**Extracted entries:**
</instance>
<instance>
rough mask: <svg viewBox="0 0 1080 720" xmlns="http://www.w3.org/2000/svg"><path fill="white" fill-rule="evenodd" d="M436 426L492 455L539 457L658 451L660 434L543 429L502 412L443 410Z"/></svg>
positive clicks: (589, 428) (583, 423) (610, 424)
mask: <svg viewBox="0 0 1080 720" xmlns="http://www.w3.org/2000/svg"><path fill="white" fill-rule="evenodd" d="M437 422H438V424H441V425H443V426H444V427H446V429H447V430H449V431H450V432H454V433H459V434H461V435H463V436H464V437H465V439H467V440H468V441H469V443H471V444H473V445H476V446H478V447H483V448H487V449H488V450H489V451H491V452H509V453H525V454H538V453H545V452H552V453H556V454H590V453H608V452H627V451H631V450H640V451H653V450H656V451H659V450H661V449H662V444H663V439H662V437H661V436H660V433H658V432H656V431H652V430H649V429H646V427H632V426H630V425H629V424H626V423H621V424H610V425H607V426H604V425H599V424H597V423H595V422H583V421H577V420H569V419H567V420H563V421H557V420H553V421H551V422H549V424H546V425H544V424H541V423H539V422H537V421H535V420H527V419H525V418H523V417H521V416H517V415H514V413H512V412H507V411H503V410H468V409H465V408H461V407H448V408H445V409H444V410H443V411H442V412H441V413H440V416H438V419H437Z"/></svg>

**Work request:**
Every record shown above should be written out again exactly.

**Result for this exercise:**
</instance>
<instance>
rough mask: <svg viewBox="0 0 1080 720" xmlns="http://www.w3.org/2000/svg"><path fill="white" fill-rule="evenodd" d="M436 426L492 455L539 457L658 451L660 434L543 429L502 412L443 410Z"/></svg>
positive clicks: (589, 428) (583, 423) (610, 424)
mask: <svg viewBox="0 0 1080 720" xmlns="http://www.w3.org/2000/svg"><path fill="white" fill-rule="evenodd" d="M437 422H438V424H441V425H443V426H444V427H446V429H447V430H449V431H450V432H454V433H459V434H461V435H463V436H464V437H465V439H467V440H468V441H469V443H471V444H473V445H476V446H478V447H483V448H487V449H488V450H489V451H491V452H509V453H525V454H538V453H545V452H552V453H556V454H590V453H608V452H627V451H631V450H640V451H653V450H656V451H659V450H661V449H662V444H663V439H662V437H661V436H660V433H658V432H656V431H652V430H649V429H646V427H632V426H630V425H629V424H626V423H621V424H610V425H607V426H604V425H599V424H597V423H595V422H583V421H577V420H569V419H567V420H563V421H557V420H553V421H551V422H549V424H546V425H544V424H541V423H539V422H537V421H535V420H527V419H525V418H523V417H521V416H517V415H514V413H512V412H507V411H503V410H468V409H465V408H461V407H448V408H445V409H444V410H443V411H442V412H441V413H440V416H438V419H437Z"/></svg>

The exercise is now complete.